EXERCISE MATERIALS –
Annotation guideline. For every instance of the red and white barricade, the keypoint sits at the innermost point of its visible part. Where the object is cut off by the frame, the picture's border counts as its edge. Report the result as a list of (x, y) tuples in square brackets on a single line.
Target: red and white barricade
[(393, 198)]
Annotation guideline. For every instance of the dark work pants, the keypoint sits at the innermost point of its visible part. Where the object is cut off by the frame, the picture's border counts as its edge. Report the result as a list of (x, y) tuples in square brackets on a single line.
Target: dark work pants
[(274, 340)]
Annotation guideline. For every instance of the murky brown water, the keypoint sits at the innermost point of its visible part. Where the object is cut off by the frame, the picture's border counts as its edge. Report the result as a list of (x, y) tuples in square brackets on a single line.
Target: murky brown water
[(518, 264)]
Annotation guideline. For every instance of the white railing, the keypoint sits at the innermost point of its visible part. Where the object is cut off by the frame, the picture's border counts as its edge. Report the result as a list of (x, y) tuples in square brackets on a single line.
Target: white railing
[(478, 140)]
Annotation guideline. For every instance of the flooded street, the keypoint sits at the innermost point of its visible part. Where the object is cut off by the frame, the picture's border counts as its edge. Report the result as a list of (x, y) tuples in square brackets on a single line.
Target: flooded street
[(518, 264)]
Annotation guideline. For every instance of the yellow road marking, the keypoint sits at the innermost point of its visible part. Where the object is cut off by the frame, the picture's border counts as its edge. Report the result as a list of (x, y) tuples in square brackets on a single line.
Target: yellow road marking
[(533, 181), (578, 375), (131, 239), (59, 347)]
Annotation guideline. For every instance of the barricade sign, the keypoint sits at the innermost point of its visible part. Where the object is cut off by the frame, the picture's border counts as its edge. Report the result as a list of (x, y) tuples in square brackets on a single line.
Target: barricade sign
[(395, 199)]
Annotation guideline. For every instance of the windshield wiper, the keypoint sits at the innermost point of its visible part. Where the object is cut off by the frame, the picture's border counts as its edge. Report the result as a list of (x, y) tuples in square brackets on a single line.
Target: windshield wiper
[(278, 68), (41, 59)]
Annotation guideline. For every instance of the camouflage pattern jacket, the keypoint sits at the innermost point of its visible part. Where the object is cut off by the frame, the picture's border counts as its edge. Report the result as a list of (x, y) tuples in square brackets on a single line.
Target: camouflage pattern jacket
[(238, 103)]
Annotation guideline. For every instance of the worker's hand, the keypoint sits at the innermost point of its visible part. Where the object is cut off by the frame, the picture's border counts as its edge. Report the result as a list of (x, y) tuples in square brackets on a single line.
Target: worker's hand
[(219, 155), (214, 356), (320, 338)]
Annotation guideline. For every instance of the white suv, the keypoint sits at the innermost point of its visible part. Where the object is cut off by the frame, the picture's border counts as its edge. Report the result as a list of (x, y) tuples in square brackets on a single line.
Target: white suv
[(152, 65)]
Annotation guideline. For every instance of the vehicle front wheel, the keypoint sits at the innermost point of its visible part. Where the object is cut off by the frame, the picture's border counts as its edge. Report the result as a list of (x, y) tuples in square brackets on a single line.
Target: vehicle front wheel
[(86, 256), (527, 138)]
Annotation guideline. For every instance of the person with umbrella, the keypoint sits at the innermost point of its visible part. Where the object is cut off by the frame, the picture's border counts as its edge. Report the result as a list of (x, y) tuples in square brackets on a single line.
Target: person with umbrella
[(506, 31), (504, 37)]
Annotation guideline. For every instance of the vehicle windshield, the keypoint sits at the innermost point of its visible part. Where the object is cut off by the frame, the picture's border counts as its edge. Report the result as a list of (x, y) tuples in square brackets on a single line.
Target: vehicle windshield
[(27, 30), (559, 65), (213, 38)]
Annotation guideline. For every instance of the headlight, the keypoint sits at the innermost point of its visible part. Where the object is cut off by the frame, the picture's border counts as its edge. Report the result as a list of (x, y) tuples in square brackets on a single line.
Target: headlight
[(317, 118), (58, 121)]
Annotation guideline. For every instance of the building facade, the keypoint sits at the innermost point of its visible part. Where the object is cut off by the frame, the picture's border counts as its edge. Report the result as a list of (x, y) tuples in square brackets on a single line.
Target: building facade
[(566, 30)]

TASK GOAL – An exact restatement of all the entries above is needed.

ANSWER TO THIS TASK –
Annotation guideline. For every instance of the red and white barricade, the keypoint sits at the innermost point of its visible part. Where the object is cut off by the frame, the picture's border counts as its edge. Report the result as a list of (x, y) tuples in square brackets on a single line.
Target: red and white barricade
[(393, 198)]
Annotation guideline. For every instance of the dark work pants, the keypoint sits at the innermost point of its visible part. Where the object is cut off by the frame, the picture's border counts as its edge. Report the result as a list of (x, y) tuples in square brackets on a single line.
Target: dark work pants
[(274, 340)]
Annotation guideline. For every instance of the murky brown water, the keypoint sits at the innermost point of its visible part. Where the object is cut off by the frame, the picture's border counts as its edge. Report the result as a list of (x, y) tuples in square brackets on a single line.
Target: murky brown water
[(518, 264)]
Annotation guideline. For every instance of the white railing, the keypoint sits at the innermost point of its visible part. Where the object is cut off by the frame, the picture's border counts as its edge. Report the result as a list of (x, y) tuples in square brackets on a single line.
Target: white railing
[(478, 140)]
Annotation guideline. For every instance of the flooded street, the keypoint sits at the innermost point of its visible part. Where the object is cut off by the frame, the picture's border counts as its edge. Report the result as a list of (x, y) tuples in square brackets on a single line.
Target: flooded street
[(518, 264)]
Annotation guideline. For every instance of the yellow road marking, the keypoint sits at the innermost point of its visible part. Where the object is cut off by the frame, the picture's border counts as its edge. Report the result as a list of (x, y) tuples in square brackets on a single line.
Target: yellow road marking
[(533, 181), (578, 375), (131, 239), (59, 347)]
Annotation guideline. For every instance of the barricade sign, the keypoint sits at the innermost point of its visible part. Where the object is cut off by the frame, the picture's border counts as its edge. Report the result as a list of (x, y) tuples in square brackets on a single line.
Target: barricade sign
[(395, 199)]
Annotation guideline. For every instance of the windshield wiper, the keypoint sits at the innermost point of its visible part. Where the object is cut off by the frame, the picture's border counts as its edge. Report the result as a list of (x, y) tuples in square brackets on a single line.
Target: windshield wiper
[(278, 68), (41, 59)]
Annotation guideline. For every instance of the camouflage pattern jacket, the keypoint sits at the innermost point of its visible part. Where the object is cut off by the frame, the picture's border counts as its edge. Report the result as a list of (x, y) tuples in square brackets on a single line.
Target: camouflage pattern jacket
[(238, 103)]
Annotation guideline. For every instance of the worker's hand, the keypoint sits at the innermost point of its visible part. Where the object is cut off by the frame, the picture's border counts as its edge. Report the result as a list of (x, y) tuples in square brackets on a single line.
Target: worker's hand
[(219, 155), (214, 356), (320, 338)]
Annotation guideline. For every instance of the white suv, the keypoint sits at the innermost point of its visible part. Where the object is cut off by the frame, the picture's border counts as its edge. Report the result as a list of (x, y) tuples in square brackets on a single line.
Target: white suv
[(152, 65)]
Annotation guideline. For every instance of the vehicle front wheel, the keypoint sits at the innermost point of its visible part. Where the object is cut off by the frame, the picture's border counts as its edge. Report the result as a list of (x, y) tuples in square brackets on a single line.
Target: vehicle front wheel
[(86, 256), (527, 138)]
Annotation guideline. For every instance of the person with umbrella, the keypoint sits at the innermost point of its visible part. Where the object is cut off by the frame, the picture's border counts as its edge. Report the result as a list of (x, y) tuples in square brackets on a single line.
Target: person with umbrella
[(506, 31), (504, 37)]
Annotation guideline. For every instance of the vehicle windshield, the keypoint sits at the innermost point of its visible part. Where the object is cut off by the frame, the picture's border counts as its edge. Report the result as a list of (x, y) tuples in square brackets on a single line.
Target: vehicle windshield
[(27, 30), (559, 65), (213, 38)]
Annotation guideline. For every instance of the headlight, the keypoint sits at the innermost point of its visible part. Where the object is cut off by the frame, the picture's border counts as its edge. Report the result as a list of (x, y) tuples in square brackets on a single line.
Target: headlight
[(317, 118), (58, 121)]
Annotation guideline. For every instance of the building facade, the keypoint sits at the innermost point of its visible part. Where the object is cut off by the frame, the picture's border counts as its edge. Report the result as a list of (x, y) tuples in square brackets on a single line.
Target: building facade
[(566, 30)]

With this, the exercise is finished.